**Work to be completed:** Copy out all of the data exactly as it appears.

**Supplied data:**
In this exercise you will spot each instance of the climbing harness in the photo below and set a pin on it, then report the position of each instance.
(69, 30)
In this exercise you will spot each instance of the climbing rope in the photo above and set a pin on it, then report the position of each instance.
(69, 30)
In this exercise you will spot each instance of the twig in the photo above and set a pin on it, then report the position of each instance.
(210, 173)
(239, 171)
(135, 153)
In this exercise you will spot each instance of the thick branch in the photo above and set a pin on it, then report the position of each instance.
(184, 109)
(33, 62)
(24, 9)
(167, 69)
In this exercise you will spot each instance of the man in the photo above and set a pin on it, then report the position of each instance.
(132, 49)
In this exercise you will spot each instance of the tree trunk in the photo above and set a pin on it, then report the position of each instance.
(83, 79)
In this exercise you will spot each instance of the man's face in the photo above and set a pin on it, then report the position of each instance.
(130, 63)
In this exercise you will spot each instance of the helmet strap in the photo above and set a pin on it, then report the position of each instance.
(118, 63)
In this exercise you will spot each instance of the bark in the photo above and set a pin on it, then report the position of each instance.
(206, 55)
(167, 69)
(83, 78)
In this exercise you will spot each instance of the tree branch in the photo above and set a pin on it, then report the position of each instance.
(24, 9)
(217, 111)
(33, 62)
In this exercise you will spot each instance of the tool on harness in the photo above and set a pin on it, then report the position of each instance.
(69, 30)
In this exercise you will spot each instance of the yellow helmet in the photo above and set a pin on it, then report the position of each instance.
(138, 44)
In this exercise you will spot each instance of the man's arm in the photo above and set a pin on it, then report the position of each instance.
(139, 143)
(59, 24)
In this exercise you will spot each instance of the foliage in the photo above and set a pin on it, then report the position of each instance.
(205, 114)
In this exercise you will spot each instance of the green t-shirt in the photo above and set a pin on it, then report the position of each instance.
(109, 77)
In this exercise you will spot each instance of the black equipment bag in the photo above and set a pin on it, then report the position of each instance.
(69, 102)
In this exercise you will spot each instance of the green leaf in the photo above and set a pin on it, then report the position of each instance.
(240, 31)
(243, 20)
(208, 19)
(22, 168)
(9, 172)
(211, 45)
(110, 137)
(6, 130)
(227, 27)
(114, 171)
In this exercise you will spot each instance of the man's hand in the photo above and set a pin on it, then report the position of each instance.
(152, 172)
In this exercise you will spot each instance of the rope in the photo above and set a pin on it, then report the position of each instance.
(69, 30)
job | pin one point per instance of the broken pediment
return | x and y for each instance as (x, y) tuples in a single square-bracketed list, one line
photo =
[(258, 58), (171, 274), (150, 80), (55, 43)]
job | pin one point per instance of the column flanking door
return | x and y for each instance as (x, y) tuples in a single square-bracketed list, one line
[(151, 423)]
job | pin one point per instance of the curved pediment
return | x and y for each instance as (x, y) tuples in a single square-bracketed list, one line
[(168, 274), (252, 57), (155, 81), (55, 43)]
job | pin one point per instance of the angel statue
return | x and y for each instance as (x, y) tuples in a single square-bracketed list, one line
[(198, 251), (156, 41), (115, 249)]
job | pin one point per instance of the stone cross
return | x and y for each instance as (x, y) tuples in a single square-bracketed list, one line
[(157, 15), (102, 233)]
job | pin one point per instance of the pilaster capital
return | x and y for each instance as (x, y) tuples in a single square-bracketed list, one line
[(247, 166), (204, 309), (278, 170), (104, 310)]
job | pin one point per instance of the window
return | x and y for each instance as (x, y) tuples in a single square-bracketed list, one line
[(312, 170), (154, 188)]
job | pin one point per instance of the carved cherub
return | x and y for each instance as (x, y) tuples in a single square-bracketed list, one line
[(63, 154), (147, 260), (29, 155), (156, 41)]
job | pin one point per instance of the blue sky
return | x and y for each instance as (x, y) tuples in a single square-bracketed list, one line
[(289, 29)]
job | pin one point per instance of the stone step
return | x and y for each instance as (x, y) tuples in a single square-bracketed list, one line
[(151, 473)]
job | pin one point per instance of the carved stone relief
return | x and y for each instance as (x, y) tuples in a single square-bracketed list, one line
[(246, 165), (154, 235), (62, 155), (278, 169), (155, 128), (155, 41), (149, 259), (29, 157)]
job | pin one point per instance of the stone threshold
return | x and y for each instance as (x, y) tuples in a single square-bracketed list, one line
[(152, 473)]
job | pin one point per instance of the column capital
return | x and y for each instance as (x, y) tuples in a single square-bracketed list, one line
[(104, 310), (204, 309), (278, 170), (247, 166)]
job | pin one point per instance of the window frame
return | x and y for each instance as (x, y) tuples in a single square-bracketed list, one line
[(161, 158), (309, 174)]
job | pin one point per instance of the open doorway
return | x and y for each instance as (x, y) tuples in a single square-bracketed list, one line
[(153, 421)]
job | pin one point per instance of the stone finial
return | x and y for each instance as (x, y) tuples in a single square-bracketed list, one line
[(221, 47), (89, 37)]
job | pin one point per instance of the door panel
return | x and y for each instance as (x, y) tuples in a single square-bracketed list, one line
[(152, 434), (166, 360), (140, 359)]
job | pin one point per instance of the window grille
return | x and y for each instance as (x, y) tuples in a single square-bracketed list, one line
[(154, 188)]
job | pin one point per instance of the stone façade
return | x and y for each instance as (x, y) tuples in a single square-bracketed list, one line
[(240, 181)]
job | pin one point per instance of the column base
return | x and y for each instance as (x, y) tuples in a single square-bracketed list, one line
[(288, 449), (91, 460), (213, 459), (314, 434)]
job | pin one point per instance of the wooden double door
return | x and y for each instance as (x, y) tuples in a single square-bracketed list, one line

**Exercise result:**
In this exercise you will spot each instance of the climbing harness in the photo below and set a pin on it, then report the position of each instance.
(69, 30)
In this exercise you will spot each instance of the climbing rope in the photo above and set a pin on it, then report the position of each instance.
(69, 30)
In this exercise you will spot each instance of the twig in the photo above and set a pin on it, then report the position of each instance.
(210, 173)
(239, 171)
(135, 153)
In this exercise you will spot each instance of the thick branch in the photo above and set a pin on it, then report the position of each instance.
(184, 109)
(33, 62)
(24, 9)
(167, 69)
In this exercise you will spot each instance of the man in the photo above and set a pin on it, then report the position of each instance.
(132, 49)
In this exercise you will spot each instance of the tree trunk in the photo above and set a pin on it, then report the position of each instance.
(83, 79)
In this exercise you will spot each instance of the man's face in the photo above and set a pin on it, then report the position of each instance.
(130, 63)
In this exercise you will spot each instance of the helmet strap in the photo above and set a pin on it, then report the position of each instance.
(118, 63)
In this exercise you will spot each instance of the bark in the photo above and set a pin on it, then report the position of each instance.
(206, 55)
(167, 69)
(83, 78)
In this exercise you will spot each instance of the tree branch in the photo above and set a pin on it, then report the position of each instance.
(24, 9)
(217, 111)
(33, 62)
In this exercise you will spot each instance of the tool on harness in the photo above and set a pin on it, then report the position of each instance.
(69, 30)
In this exercise you will spot each instance of the yellow helmet in the photo above and set a pin on it, then report the position of each instance.
(138, 44)
In this exercise you will spot each instance of the man's arm in the photo above and set a pin on it, then report the position of each instance.
(139, 143)
(59, 24)
In this exercise you will spot each instance of the foliage in the photo above and set a pin on it, then report the position of each instance.
(205, 114)
In this exercise you will spot each instance of the green t-shirt in the photo above and set a pin on it, then report the position of each instance.
(109, 77)
In this exercise you will spot each instance of the black equipment bag in the photo above and set a pin on it, then report the position of each instance.
(69, 102)
In this exercise you will spot each instance of the green leaf in the photo above and set a pin on it, then report the position of each instance.
(240, 31)
(243, 20)
(208, 19)
(22, 168)
(9, 172)
(211, 45)
(110, 137)
(6, 130)
(227, 27)
(114, 171)
In this exercise you will spot each instance of the man's hand in the photo above and set a pin on it, then report the position of each instance.
(152, 172)
In this exercise you will spot each instance of the rope in the photo above and set a pin on it, then report the position of each instance.
(69, 30)
job | pin one point per instance of the broken pediment
return | x and y for each instance as (x, y) tuples in a single square-bracketed list, one line
photo =
[(258, 58), (171, 274), (150, 80), (55, 43)]
job | pin one point per instance of the column flanking door
return | x and y for each instance as (x, y) tuples in a single square-bracketed list, one line
[(151, 423)]
job | pin one point per instance of the curved pediment
return | x and y for each instance as (x, y) tuples in a single square-bracketed list, one line
[(168, 274), (252, 57), (155, 81), (55, 43)]
job | pin one point per instance of the angel statue
return | x and y for each instance as (x, y) tuples in a single square-bracketed list, one line
[(198, 251), (156, 41), (115, 249)]
job | pin one point per instance of the stone cross
return | x and y for each instance as (x, y) tuples in a single square-bracketed list, one line
[(157, 15), (102, 233)]
job | pin one point per instance of the pilaster capital
return | x and y for each instance as (x, y) tuples in a single square-bracketed list, one line
[(247, 166), (204, 309), (278, 170), (104, 310)]
job | pin one point per instance of the window
return | x and y for each instance as (x, y) tuples in a single square-bracketed list, one line
[(312, 170), (154, 188)]
job | pin one point per instance of the carved cherub
return | x and y for each instance as (x, y) tuples in a single square-bracketed list, one line
[(63, 154), (147, 260), (29, 155), (156, 41)]
job | pin one point per instance of the blue sky
return | x and y for each instance as (x, y) tuples in a single square-bracketed list, one line
[(289, 29)]
job | pin one point per instance of the stone step
return | x and y for each instance as (x, y) tuples in a single square-bracketed list, one line
[(151, 473)]
job | pin one point per instance of the carved stone relief
return | x and y for each instance as (x, y) tuples in a single square-bracketed list, one line
[(246, 165), (154, 235), (62, 155), (278, 169), (155, 128), (155, 41), (149, 259), (29, 157)]
job | pin one point per instance of the stone threshold
return | x and y for each instance as (x, y) tuples in a single square-bracketed list, one line
[(152, 473)]
job | pin one point per instance of the column capital
return | x and y for each instance as (x, y) tuples in a single square-bracketed list, one line
[(104, 310), (204, 309), (278, 170), (247, 166)]
job | pin one point per instance of the window frame
return | x and y for each instance as (x, y) tuples in a single square-bracketed list, one line
[(161, 158), (309, 174)]
job | pin one point per instance of the open doorway
return | x and y for each instance as (x, y) tuples in a single square-bracketed list, one line
[(153, 421)]
job | pin one point per instance of the stone finial
return | x and y for each instance as (x, y) tuples in a single square-bracketed list, one line
[(221, 47), (89, 37)]
job | pin one point per instance of the door panel
return | x and y for each instance as (x, y) tuples in a single square-bracketed list, one line
[(152, 434), (166, 360), (140, 359)]
job | pin one point per instance of the window grille
return | x and y for each instance as (x, y) tuples in a single square-bracketed list, one line
[(154, 188)]
job | pin one point per instance of the stone façade
return | x and y for each instance as (x, y) tuples in a single square-bracketed list, one line
[(240, 181)]
job | pin one point per instance of the column base
return | x and y for each instance as (x, y) tuples in a single square-bracketed list, one line
[(288, 449), (91, 460), (213, 459), (314, 434)]
job | pin one point per instance of the wooden double door
return | x and y for each instance as (x, y) tuples in a single square-bracketed list, one line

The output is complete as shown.